== Task data ==
(begin)

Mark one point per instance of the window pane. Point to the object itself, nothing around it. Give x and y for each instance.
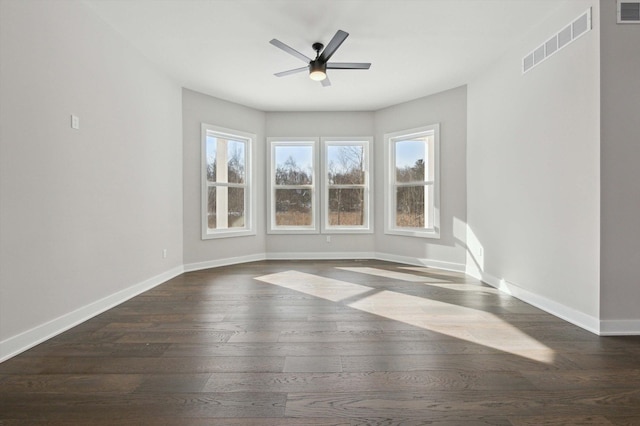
(293, 207)
(236, 161)
(235, 215)
(211, 209)
(294, 165)
(225, 208)
(210, 149)
(410, 160)
(225, 160)
(345, 164)
(346, 207)
(410, 202)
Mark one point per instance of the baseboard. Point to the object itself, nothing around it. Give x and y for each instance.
(30, 338)
(198, 266)
(429, 263)
(19, 343)
(320, 255)
(559, 310)
(620, 328)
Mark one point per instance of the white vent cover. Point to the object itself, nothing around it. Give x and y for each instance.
(628, 11)
(561, 39)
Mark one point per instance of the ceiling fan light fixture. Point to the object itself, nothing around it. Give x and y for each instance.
(317, 75)
(317, 71)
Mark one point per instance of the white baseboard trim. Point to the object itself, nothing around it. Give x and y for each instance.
(620, 328)
(198, 266)
(559, 310)
(429, 263)
(16, 344)
(320, 255)
(21, 342)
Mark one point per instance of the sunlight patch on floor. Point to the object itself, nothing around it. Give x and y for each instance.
(325, 288)
(441, 317)
(394, 275)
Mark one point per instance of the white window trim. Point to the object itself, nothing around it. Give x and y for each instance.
(314, 228)
(367, 227)
(250, 200)
(390, 193)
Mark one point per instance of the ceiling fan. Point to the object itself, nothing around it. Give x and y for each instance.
(318, 67)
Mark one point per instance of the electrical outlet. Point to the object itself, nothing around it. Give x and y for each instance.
(75, 122)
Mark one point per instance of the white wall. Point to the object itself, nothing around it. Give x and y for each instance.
(319, 124)
(85, 214)
(620, 174)
(533, 172)
(197, 109)
(450, 110)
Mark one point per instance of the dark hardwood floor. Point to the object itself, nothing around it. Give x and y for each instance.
(324, 343)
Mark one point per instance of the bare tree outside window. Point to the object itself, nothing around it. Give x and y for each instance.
(346, 181)
(293, 191)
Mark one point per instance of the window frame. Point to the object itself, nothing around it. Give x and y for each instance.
(250, 200)
(367, 226)
(390, 139)
(272, 228)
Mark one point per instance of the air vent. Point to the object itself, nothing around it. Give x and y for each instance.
(628, 11)
(558, 41)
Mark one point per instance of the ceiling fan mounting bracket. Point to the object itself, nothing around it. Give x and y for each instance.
(318, 67)
(317, 46)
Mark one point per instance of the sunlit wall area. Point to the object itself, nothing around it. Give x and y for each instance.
(533, 171)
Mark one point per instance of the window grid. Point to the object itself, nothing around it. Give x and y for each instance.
(412, 196)
(353, 214)
(297, 212)
(227, 195)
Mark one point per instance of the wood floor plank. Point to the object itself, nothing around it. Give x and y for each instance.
(401, 345)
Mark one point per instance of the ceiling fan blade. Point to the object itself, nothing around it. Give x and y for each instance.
(348, 65)
(293, 71)
(333, 45)
(290, 50)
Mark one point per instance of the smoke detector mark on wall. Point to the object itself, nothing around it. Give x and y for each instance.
(628, 11)
(558, 41)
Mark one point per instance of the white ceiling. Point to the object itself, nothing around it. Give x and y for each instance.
(416, 47)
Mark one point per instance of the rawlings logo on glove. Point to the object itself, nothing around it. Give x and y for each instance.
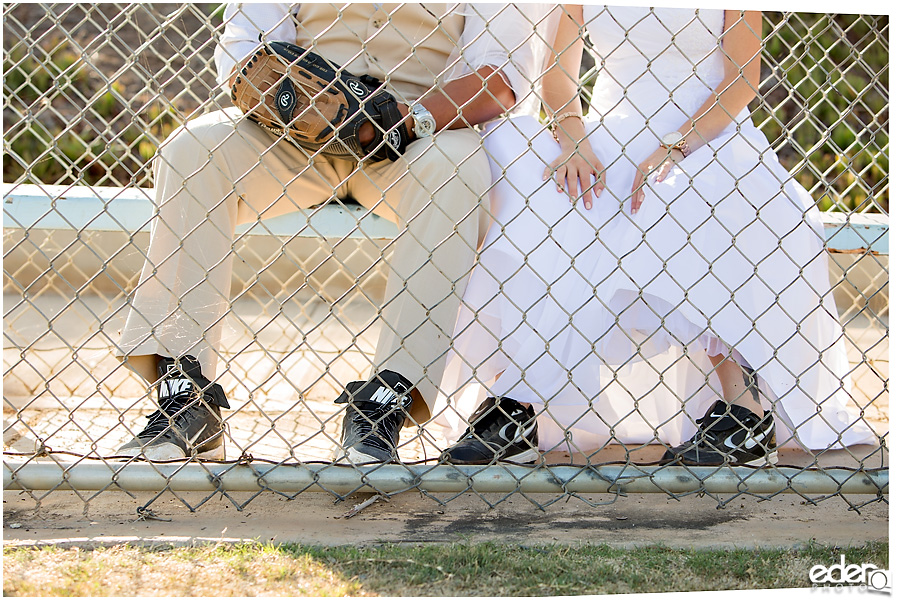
(290, 90)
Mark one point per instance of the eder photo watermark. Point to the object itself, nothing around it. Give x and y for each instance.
(838, 575)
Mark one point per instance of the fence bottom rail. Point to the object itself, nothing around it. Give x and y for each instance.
(394, 478)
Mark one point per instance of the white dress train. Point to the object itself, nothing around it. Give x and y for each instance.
(602, 319)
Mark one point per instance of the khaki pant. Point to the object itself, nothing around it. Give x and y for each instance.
(219, 170)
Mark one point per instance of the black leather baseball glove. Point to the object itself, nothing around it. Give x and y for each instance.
(290, 90)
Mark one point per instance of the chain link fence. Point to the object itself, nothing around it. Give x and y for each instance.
(91, 91)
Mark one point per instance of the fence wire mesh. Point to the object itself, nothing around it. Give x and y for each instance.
(91, 91)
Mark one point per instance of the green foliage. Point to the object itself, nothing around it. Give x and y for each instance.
(823, 106)
(60, 127)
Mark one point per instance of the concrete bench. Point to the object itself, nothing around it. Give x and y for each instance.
(129, 209)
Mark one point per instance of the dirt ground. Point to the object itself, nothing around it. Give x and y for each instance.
(315, 518)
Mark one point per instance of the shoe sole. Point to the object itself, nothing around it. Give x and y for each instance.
(355, 457)
(529, 457)
(167, 451)
(769, 460)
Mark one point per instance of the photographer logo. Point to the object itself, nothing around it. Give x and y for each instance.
(842, 574)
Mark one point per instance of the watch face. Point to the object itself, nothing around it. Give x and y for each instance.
(670, 139)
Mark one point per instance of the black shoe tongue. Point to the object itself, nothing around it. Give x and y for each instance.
(723, 417)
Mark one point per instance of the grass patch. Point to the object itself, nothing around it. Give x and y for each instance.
(461, 569)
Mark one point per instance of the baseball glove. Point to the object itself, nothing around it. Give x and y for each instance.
(290, 90)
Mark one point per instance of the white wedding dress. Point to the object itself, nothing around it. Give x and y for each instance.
(603, 320)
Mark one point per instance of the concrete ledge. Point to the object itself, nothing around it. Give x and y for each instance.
(78, 208)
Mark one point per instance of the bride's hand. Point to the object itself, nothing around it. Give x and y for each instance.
(578, 165)
(656, 166)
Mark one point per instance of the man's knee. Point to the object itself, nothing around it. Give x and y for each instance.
(454, 156)
(197, 138)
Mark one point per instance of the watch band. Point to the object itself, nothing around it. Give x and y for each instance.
(423, 121)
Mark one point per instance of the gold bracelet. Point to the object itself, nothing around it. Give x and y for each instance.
(559, 119)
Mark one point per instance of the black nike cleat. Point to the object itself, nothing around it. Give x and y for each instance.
(188, 422)
(500, 430)
(728, 436)
(376, 410)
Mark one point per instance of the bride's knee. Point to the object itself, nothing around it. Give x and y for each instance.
(520, 143)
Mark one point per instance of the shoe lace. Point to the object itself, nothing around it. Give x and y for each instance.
(374, 415)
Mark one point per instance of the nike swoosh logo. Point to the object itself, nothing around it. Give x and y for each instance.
(752, 441)
(196, 436)
(177, 386)
(504, 434)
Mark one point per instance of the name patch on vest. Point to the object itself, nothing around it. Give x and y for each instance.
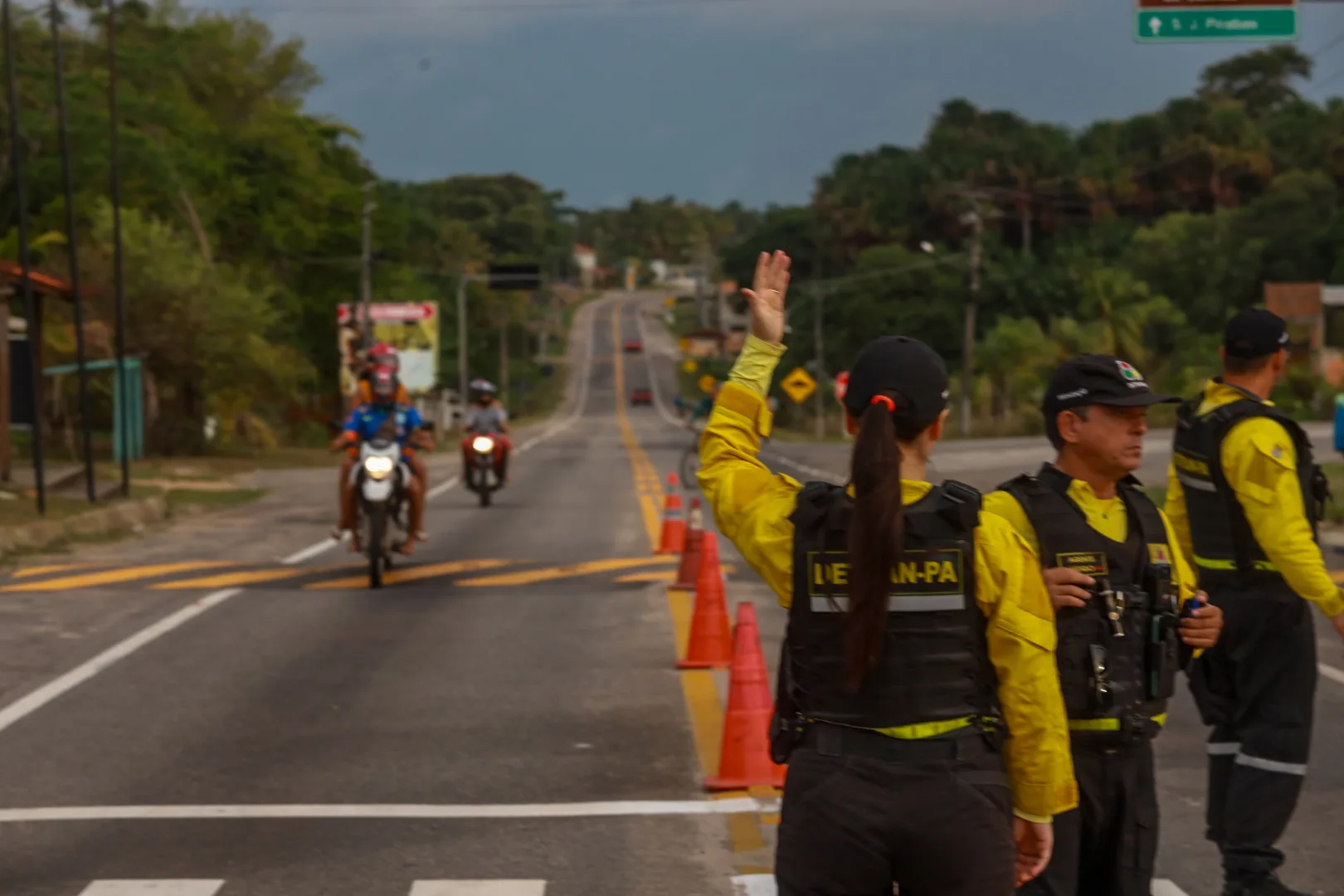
(1088, 562)
(925, 581)
(1190, 464)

(end)

== Set problem ==
Pictures excluded, quote all the data above exactly.

== Task output ==
Mark one point per instance of the window pane. Point to the object itself, nothing around it. Give x and y for each instance.
(293, 207)
(236, 161)
(235, 215)
(211, 209)
(294, 165)
(225, 208)
(210, 149)
(410, 160)
(225, 160)
(345, 164)
(346, 207)
(410, 202)
Mark one point per instance of the baseboard. Point to the object itself, nothing around it. Give x and y for each instance.
(30, 338)
(198, 266)
(429, 263)
(19, 343)
(320, 255)
(559, 310)
(620, 328)
Mark one point per instance of the white vent cover. Point to the object itself, nothing around it. Give x and y for each instance.
(628, 11)
(561, 39)
Mark one point per instance of the ceiling fan light fixture. Point to the object itself, nothing around it. Give x and y for each instance.
(317, 75)
(317, 71)
Mark one point per instance of the white baseboard trim. Point to the object itself, nothing around it. Give x and y for each instance.
(620, 328)
(198, 266)
(559, 310)
(429, 263)
(16, 344)
(320, 255)
(21, 342)
Mark one point per instance of the sunlight patch on floor. Point to the object itself, nothing around it. Give x and y for each instance.
(325, 288)
(441, 317)
(394, 275)
Mark one point per instance of the white window trim. Point to the object itself, nothing around it. Give x and y for each instance.
(314, 228)
(367, 227)
(250, 200)
(390, 193)
Mark one point per instance of the ceiling fan. Point to the object itself, nothing around it. Give x and y for each instance.
(318, 67)
Mark one point per instance of the electrical outlet. Point to the object itself, nothing around it. Give x and y for each instance.
(75, 122)
Mark one point per instance of the white wall. Point to the object itself, nothing around it. Give x and y for each instance.
(319, 124)
(85, 214)
(620, 174)
(533, 172)
(197, 109)
(450, 110)
Mark one point per instance of the dark hardwood floor. Point to the object itself, nothing around it. Give x and y for each instance.
(324, 343)
Mark one point per instance of the bare tree outside window. Point to the object itself, nothing around it. Give x and y for each instance.
(346, 181)
(293, 191)
Mark one point per instance of the window frame. Point to the object itself, nothing around it. Give x and y for each instance.
(250, 200)
(367, 226)
(390, 139)
(272, 228)
Mark one point per instance of the air vent. Point to the object itself, nothing around it. Give x and y for each instance.
(628, 11)
(558, 41)
Mark one point per instance of the ceiling fan mounting bracket. Point to the object itself, nothing around it. Give x and y for each instance.
(318, 67)
(317, 46)
Mark one point per instance of the sunlit wall area. Point to the object itself, nothing around it. Give x and y for each instance.
(533, 171)
Mark one point per instance of the window grid. Point to the object itself, nothing around it. Give x and y for each instance.
(412, 196)
(353, 214)
(297, 212)
(227, 195)
Mark one point per instance of the wood floor plank. Point to the object itself, nothing around it. Give x and y for each instance.
(401, 345)
Mark one point per instance of the ceiling fan blade. Point to the object itself, nothing around it. Give x and y for each instance.
(348, 65)
(293, 71)
(333, 45)
(290, 50)
Mark one point per instance of the smoke detector mark on wall. Point to the object itself, nothing around it. Give x and y for each instance.
(628, 11)
(558, 41)
Mark one point per instance of the white ceiling. Point to the object itself, nothing around it. Give x and y for each instance.
(416, 47)
Mark one point per instance of the rawlings logo on glove. Point to the object itself, nothing around it. Give x and y for each instance.
(290, 90)
Mark one point per instance of the eder photo watermark. Point to the object itself, nothing around it. Give x and y for each instance.
(838, 575)
Mark one point per instance of the fence bottom rail. Point to the object itself, nothing around it. Give x and y for each instance.
(394, 478)
Mark one point per instance of the white dress train. Point to the object itself, nothing around it. Give x and y for each instance.
(602, 319)
Mark one point per instance of the khaki pant. Point to the object itself, nothing around it. Give x and y for each instance.
(219, 170)
Mark one point per instance of the black leather baseball glove. Point to the object itself, nothing around it. Give x and y for each instance.
(290, 90)
Mark one point per instance of the chain link fence. Point to the object itself, nothing around it. Give x and y for each instance.
(91, 91)
Mark one point per instance of the fence wire mesh. Point to the object itself, nothing around it. Give x and y for each instance.
(91, 91)
Mark one point per instance of the green foliage. Point to the object itself, nothing around it. Give x and y for each instance.
(823, 106)
(60, 127)
Mark one point per instance of the concrete bench. Point to the object itself, nothing around it. Give x and y for each instance.
(129, 209)
Mark one point per instance of the dirt ground. Point to the object itself, nothing around it. Give x and y for each instance.
(315, 518)
Mark one point per instance of the shoe sole. Point to the object itself, nothing around it. Give x and y for each instance.
(355, 457)
(529, 457)
(167, 451)
(769, 460)
Mark one point per instance of the photographer logo. Point to the object itself, nothing around it. Give x and y for each instance.
(842, 574)
Mark one point per instance of the watch face. Point to the object itself, nothing around it. Give x and y for each instance.
(670, 139)
Mark one point per instance of the black shoe tongue. Point to the object itself, nothing around it. Give x and y for each instance.
(723, 417)
Mark one point per instance of the grass patch. Point to the object itself, nothing around it. Give x and y for each instance.
(461, 569)
Mark one point per instance of the baseball glove. Point to the object itself, nothing around it. Give x and y for each instance.
(290, 90)
Mark one point per instance of the white wedding dress. Point to the object itself, nothing around it. Give x and y for each instance.
(603, 320)
Mark one point per instance of the concrete ledge. Point to the object itself, nothing around it. Give x and y for each instance.
(78, 208)
Mark one point per instance of the bride's hand. Point to the object itself, nothing around it. Give x and y for each instance.
(578, 165)
(656, 166)
Mark one point per instance of the man's knee. Point to the object itself, nothing around it. Give x and y for each instance.
(454, 156)
(197, 138)
Mark one point per instance of the watch band. Point to the object itself, nothing around it. Give x and y for each instance.
(423, 121)
Mark one point per instance of the gold bracelet. Point to the object itself, nothing around it. Give x and y for each instance.
(559, 119)
Mark one point per instance of the black nike cleat. Point to the object itself, nothing around it. Give x and y for each instance.
(188, 422)
(500, 430)
(728, 436)
(376, 410)
Mark one point per instance of the bride's knee. Point to the object itself, nothing around it. Give x and y for each instance.
(520, 143)
Mark one point per instance of the shoe lace. Point to the object itself, nothing around it. Give x and y for each instance.
(374, 415)
Mark one point per instance of the nike swoosh logo. Point to the object itself, nothing around it. Give x and y for each instance.
(752, 441)
(196, 436)
(177, 386)
(504, 434)
Mark one point per instance of the name patch on vest. Point to the object itself, nothing around it. Give x and y for each instance.
(1088, 562)
(925, 581)
(1190, 464)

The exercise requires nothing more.